═════ PAGE TEXT ═════
Saving animals, one book at a time

Saving animals, one book at a time
Published: Nov 04, 2018
Inspired by her experience on an African safari, photographer Margot Raggett decided to turn her attention to the subject of wildlife. Eight years later, she is publishing books on endangered species that fund conservation campaigns in 13 countries. Margot spoke to us from London on what drew her to this work, and how money raised through book sales is helping to win the ongoing war against poaching.

Inset of photograph by Billy Dodson. Volcanoes National Park, Rwanda, featured in Remembering Great Apes.

Do you remember the moment when you had your first significant learning experience with wildlife photography?

My first proper wildlife photography trip, to the Masai Mara in 2010, was with the couple Jonathan and Angela Scott — both who have won the coveted title of Wildlife Photographer of the Year. Their work was so inspiring, and their message about conservation so eye-opening, that I resolved when I returned from that safari to learn how to use my camera properly to start using photography to raise awareness.

As you have continued in this career, is there one idea — perhaps inspiring, perhaps disturbing — that keeps coming back to you in relation to your close proximity to the animal world?
═════
▶ [EXERCISE GOAL]: Transcribe everything in the Margot Raggett interview from "Do you remember" down to "the animal world?", word for word.
═════ SUPPLIED INFORMATION ═════
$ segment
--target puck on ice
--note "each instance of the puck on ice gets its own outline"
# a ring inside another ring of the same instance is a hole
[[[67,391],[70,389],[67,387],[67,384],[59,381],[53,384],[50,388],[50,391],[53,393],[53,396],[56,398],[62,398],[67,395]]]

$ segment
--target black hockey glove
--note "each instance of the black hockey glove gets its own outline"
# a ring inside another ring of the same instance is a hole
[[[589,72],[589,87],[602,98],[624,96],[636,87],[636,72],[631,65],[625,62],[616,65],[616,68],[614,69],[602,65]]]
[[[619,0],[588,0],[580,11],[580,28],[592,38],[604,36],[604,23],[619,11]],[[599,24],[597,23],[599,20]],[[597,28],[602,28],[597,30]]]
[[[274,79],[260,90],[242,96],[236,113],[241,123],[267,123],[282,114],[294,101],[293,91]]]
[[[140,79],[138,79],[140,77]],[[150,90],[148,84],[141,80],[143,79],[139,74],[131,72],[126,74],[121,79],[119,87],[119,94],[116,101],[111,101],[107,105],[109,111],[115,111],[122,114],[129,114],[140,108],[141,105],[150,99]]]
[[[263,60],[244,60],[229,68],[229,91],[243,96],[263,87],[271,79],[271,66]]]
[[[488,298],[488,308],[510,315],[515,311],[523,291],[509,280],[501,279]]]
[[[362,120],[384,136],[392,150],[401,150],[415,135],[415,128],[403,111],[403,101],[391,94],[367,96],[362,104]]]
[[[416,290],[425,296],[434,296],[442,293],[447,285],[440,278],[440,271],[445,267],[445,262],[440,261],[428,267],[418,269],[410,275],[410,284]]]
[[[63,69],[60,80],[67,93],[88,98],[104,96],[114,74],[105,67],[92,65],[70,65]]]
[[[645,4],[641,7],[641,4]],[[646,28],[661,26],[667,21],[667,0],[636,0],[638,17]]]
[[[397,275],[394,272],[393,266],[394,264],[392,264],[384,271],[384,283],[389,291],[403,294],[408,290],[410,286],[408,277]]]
═════
▶ [RESPONSE]:
Do you remember the moment when you had your first significant learning experience with wildlife photography?

My first proper wildlife photography trip, to the Masai Mara in 2010, was with the couple Jonathan and Angela Scott — both who have won the coveted title of Wildlife Photographer of the Year. Their work was so inspiring, and their message about conservation so eye-opening, that I resolved when I returned from that safari to learn how to use my camera properly to start using photography to raise awareness.

As you have continued in this career, is there one idea — perhaps inspiring, perhaps disturbing — that keeps coming back to you in relation to your close proximity to the animal world?